=== TASK INSTRUCTIONS ===
Out of the data below, copy every line with the string "large".

=== THE DATA ===

=-=-=-=-=

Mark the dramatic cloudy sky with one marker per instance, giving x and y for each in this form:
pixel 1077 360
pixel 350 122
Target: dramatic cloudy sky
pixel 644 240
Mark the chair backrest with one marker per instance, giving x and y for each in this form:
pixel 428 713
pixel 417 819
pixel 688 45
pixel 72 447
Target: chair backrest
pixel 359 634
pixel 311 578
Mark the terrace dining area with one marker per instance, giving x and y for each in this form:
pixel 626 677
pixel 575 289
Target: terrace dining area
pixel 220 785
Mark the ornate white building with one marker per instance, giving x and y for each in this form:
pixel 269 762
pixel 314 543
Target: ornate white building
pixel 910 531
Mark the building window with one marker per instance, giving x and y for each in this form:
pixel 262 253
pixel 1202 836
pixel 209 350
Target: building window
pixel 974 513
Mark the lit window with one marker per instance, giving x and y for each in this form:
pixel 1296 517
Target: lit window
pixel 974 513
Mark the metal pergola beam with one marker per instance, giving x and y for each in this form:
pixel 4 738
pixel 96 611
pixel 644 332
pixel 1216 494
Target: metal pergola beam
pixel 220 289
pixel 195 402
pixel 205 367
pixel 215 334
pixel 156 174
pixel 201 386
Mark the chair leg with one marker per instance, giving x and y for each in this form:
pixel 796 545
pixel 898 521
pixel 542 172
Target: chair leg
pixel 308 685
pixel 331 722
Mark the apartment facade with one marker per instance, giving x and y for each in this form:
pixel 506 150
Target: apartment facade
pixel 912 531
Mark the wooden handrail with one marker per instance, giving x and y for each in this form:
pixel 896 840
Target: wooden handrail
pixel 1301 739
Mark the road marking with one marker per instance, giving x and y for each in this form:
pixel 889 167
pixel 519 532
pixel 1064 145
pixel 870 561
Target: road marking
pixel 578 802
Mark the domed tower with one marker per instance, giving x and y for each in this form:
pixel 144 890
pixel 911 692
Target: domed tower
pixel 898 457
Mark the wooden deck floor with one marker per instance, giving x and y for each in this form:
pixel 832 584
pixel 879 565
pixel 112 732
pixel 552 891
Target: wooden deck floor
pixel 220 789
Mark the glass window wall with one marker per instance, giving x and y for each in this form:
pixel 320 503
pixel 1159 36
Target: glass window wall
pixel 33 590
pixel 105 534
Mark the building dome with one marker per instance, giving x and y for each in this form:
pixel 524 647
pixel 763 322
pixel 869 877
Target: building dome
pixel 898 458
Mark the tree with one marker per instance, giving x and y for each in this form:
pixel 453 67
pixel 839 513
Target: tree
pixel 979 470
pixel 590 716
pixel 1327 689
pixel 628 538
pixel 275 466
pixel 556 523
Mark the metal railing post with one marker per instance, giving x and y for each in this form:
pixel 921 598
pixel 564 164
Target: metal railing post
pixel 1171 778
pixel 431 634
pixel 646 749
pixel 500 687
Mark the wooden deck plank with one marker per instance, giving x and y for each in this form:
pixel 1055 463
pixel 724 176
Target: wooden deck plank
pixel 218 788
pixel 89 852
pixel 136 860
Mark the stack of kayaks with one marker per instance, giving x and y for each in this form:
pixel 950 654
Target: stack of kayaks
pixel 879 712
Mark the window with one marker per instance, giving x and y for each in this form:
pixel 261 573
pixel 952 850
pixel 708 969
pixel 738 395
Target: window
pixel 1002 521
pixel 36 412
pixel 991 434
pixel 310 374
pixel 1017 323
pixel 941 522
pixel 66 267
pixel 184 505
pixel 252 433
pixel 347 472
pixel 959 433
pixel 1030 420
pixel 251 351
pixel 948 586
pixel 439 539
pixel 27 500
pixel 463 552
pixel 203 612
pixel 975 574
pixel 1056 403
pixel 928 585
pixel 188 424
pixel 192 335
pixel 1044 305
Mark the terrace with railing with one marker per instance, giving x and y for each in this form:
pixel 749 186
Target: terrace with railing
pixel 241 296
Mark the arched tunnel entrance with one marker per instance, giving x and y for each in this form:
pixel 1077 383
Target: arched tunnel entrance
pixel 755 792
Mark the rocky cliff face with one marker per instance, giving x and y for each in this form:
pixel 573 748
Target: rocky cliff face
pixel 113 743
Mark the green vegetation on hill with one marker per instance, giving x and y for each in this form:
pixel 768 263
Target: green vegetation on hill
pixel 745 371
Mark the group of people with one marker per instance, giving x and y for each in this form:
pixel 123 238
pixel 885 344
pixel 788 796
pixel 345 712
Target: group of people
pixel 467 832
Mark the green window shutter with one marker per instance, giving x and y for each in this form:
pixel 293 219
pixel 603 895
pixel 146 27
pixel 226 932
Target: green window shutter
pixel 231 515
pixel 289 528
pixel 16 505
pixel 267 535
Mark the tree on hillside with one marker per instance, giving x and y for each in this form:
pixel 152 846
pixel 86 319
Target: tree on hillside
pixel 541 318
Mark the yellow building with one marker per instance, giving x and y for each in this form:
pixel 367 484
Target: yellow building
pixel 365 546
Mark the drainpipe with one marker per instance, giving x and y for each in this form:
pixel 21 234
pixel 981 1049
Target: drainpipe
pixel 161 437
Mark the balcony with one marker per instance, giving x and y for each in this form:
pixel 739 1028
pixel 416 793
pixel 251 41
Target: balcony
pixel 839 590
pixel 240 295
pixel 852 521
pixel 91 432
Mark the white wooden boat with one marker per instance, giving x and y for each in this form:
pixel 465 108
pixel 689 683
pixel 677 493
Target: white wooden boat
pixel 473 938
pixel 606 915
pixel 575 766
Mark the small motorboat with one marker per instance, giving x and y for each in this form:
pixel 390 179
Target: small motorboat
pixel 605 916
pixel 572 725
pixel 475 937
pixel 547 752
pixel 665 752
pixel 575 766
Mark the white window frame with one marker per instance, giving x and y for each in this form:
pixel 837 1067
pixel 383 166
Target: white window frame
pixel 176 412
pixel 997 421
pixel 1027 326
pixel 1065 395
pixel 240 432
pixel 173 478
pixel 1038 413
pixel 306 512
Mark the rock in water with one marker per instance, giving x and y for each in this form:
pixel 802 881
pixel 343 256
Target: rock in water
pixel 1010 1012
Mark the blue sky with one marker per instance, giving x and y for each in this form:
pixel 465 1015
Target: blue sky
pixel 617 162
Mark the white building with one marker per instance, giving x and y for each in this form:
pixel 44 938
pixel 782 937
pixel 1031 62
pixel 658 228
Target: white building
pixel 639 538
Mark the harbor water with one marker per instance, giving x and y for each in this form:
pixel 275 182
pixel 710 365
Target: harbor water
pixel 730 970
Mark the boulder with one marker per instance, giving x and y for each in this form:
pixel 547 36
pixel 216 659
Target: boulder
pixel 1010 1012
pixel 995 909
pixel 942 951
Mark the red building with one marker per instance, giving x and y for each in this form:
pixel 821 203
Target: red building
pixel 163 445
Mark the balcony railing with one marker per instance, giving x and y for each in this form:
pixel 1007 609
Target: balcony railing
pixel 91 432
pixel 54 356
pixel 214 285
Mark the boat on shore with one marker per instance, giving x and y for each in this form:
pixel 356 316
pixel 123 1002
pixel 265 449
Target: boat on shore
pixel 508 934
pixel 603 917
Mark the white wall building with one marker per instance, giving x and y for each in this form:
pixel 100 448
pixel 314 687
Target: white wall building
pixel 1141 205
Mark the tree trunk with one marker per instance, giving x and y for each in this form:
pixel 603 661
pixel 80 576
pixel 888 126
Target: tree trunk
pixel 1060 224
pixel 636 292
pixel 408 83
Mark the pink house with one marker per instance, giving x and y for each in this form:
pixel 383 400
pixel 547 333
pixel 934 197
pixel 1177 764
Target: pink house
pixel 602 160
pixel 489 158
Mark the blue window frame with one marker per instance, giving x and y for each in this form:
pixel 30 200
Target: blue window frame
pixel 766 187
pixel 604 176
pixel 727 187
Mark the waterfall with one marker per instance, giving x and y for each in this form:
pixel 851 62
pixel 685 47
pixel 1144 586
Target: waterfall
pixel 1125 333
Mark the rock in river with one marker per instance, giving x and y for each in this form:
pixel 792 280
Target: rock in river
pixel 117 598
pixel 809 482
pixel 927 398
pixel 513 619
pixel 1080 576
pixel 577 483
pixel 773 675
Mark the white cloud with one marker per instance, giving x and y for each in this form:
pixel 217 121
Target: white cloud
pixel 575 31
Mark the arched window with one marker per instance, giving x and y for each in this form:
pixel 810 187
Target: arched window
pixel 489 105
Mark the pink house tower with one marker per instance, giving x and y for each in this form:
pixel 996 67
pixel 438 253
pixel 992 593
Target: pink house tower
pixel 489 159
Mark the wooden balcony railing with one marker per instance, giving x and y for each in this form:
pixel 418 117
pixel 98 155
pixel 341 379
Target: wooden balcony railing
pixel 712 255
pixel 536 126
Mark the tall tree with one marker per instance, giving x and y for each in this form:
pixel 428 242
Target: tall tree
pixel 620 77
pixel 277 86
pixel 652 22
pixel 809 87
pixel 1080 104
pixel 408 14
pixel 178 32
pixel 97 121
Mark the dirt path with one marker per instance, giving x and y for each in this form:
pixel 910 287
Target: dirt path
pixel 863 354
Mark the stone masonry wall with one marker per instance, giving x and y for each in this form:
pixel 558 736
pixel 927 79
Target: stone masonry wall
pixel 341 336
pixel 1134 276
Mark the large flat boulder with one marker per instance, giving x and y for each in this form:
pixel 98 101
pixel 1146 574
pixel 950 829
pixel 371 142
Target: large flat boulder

=-=-=-=-=

=== RESPONSE BOX ===
Mark the large flat boulder with one marker per instance, giving x and y for each in this form:
Target: large flat boulder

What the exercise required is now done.